Task instructions >> Render the entries from the line containing "The component shall return one point per instance of the pile" through the line containing "(1187, 137)", inclusive, as a JSON list of strings with one string per line, omitting any blank lines.

+ + +

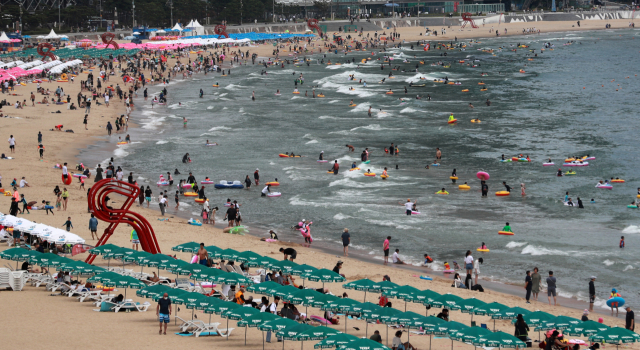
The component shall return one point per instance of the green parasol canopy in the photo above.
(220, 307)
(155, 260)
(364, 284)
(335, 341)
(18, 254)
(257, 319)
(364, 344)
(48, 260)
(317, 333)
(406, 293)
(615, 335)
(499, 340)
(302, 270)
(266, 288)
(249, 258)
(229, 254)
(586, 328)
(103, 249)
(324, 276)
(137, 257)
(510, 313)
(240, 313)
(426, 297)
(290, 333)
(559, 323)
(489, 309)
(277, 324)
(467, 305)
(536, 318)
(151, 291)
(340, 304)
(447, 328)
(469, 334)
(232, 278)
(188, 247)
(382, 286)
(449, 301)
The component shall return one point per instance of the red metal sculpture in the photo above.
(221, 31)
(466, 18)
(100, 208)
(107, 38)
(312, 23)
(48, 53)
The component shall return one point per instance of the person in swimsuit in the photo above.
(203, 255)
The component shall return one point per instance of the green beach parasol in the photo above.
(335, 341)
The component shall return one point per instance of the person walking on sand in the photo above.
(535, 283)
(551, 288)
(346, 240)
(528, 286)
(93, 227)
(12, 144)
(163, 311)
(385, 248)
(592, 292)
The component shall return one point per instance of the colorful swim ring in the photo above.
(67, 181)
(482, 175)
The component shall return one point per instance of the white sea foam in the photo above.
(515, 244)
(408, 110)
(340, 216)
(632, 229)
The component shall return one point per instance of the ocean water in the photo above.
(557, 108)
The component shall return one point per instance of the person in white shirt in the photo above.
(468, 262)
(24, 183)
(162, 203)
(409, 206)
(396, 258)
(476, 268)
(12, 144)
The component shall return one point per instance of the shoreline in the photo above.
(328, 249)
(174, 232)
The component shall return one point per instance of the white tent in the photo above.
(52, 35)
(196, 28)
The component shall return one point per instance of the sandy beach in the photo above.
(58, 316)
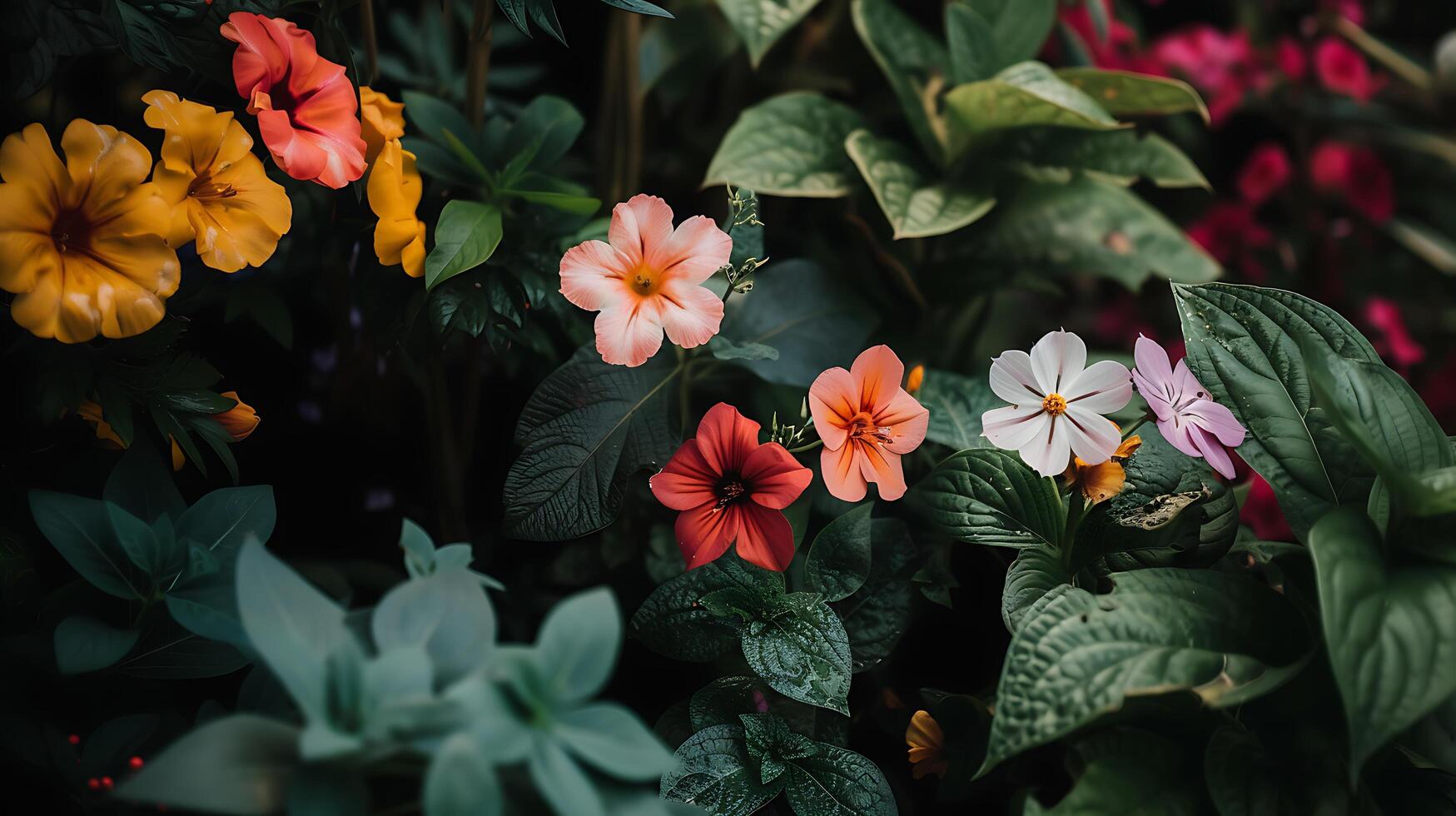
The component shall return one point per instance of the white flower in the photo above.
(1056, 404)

+ + +

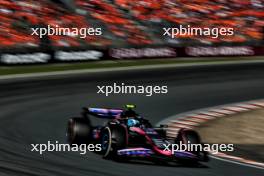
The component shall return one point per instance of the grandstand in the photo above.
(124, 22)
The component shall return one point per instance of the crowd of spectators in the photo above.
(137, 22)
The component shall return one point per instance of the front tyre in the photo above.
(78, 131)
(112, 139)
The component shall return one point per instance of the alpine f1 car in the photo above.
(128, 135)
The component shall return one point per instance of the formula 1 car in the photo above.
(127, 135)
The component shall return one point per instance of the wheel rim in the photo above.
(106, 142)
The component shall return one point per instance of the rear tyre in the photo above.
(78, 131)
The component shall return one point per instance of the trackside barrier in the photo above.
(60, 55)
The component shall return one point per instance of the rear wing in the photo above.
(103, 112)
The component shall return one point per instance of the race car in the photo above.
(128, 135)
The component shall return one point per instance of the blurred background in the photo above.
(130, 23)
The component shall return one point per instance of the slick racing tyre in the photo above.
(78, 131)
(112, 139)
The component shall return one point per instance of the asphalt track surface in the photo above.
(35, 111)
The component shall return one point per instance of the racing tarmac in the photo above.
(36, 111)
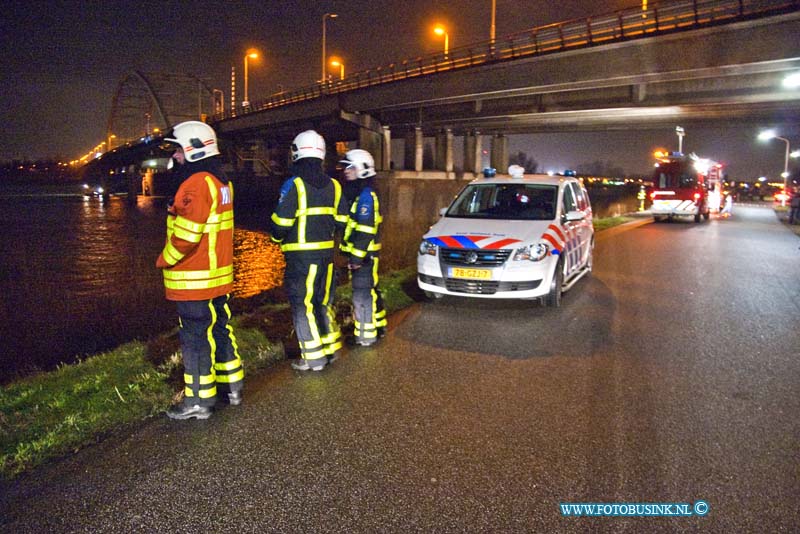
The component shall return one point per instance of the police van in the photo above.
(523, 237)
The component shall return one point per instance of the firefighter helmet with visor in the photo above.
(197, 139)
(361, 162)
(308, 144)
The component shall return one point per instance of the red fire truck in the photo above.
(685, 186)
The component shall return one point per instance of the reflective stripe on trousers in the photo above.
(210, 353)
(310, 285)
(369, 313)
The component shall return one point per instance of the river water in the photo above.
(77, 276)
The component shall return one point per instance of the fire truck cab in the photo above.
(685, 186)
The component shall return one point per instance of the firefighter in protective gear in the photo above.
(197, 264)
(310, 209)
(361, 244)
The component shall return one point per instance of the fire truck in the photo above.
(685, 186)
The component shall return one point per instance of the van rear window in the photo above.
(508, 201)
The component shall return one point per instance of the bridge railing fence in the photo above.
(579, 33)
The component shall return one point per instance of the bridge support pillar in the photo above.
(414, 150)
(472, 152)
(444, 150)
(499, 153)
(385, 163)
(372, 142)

+ + +

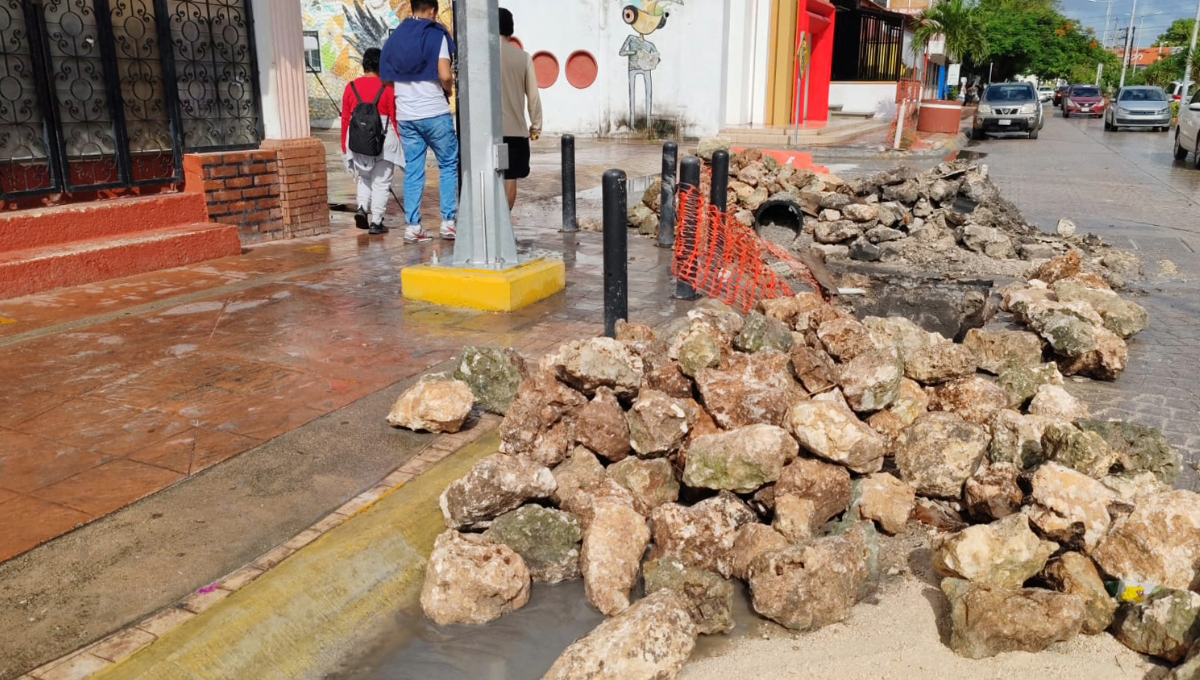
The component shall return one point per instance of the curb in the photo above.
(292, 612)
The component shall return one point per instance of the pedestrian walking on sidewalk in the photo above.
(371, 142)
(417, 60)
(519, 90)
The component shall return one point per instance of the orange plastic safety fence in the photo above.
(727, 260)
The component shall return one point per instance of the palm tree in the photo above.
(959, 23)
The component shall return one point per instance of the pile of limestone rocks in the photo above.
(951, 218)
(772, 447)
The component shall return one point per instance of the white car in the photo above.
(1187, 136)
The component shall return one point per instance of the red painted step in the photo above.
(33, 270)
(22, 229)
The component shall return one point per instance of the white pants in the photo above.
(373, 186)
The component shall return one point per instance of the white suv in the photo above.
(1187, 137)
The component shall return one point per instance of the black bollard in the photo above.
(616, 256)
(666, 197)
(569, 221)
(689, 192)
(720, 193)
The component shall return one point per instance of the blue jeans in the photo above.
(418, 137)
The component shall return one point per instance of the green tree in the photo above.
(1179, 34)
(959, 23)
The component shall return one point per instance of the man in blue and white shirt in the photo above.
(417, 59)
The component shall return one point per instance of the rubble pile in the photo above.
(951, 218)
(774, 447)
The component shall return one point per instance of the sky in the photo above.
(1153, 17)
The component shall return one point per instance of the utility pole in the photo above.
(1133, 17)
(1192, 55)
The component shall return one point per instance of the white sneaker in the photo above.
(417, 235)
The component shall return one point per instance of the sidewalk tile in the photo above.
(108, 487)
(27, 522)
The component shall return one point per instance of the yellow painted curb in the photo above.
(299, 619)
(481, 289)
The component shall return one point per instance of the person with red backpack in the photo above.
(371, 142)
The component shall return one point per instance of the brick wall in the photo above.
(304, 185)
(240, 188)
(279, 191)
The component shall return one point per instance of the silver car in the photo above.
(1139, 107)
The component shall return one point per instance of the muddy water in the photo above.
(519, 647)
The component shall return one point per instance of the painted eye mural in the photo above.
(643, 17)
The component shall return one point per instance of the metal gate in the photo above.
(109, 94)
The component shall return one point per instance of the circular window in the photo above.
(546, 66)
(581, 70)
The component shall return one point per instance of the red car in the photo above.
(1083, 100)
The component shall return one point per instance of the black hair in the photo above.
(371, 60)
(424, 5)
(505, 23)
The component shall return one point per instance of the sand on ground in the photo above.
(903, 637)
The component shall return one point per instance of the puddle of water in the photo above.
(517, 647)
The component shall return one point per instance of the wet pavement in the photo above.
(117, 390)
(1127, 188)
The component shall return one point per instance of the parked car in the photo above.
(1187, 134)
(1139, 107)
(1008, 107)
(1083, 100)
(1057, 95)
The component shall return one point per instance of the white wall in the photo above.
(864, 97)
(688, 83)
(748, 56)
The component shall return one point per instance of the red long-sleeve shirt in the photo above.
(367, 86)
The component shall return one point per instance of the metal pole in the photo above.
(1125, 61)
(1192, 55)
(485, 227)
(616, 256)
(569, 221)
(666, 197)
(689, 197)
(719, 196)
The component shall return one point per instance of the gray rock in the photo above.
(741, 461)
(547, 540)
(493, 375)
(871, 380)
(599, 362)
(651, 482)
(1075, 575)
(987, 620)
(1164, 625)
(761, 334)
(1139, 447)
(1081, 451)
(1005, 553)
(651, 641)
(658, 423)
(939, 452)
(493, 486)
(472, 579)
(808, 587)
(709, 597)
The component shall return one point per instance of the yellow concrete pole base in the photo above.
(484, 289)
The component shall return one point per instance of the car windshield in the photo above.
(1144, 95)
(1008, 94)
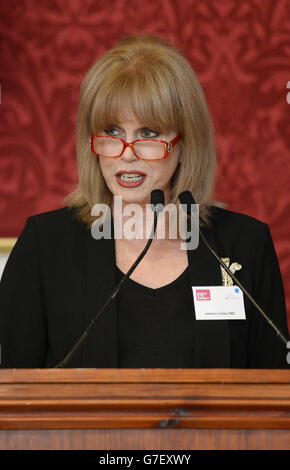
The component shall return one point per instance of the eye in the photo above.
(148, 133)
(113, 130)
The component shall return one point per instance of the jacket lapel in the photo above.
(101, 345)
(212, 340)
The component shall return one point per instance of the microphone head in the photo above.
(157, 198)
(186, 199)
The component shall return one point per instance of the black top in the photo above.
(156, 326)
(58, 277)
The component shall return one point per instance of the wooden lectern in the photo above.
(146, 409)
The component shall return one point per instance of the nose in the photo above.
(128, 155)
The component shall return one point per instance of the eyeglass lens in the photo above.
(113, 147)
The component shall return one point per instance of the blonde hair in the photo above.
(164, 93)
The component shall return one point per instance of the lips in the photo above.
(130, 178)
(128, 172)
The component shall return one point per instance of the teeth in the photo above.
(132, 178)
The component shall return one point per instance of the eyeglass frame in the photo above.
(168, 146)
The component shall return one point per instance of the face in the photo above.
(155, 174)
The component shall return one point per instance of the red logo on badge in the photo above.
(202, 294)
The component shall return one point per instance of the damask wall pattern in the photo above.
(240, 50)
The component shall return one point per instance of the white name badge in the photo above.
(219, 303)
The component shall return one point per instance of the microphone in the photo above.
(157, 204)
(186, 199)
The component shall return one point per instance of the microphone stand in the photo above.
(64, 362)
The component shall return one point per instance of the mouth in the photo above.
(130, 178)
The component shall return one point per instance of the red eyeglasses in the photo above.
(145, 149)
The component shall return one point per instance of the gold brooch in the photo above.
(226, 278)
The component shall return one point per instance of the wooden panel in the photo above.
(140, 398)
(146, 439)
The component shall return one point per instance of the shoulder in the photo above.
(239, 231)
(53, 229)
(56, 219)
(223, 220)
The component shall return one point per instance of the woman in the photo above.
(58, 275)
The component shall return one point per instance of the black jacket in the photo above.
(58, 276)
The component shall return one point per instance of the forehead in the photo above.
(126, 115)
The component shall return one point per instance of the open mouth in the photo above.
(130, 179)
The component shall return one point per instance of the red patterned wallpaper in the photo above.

+ + +

Task answer >>
[
  "The component shall return one point per instance of the pile of limestone rocks in the photo above.",
  "(951, 218)",
  "(772, 447)",
  "The component shall return one point per instance of the white car in the photo above.",
  "(1187, 136)",
  "The component shall return one point per instance of the red painted step in the photo above.",
  "(33, 270)",
  "(22, 229)",
  "The component shall return one point per instance of the white pants in the photo above.",
  "(373, 186)",
  "The component shall return one point per instance of the white suv in the photo above.",
  "(1187, 137)"
]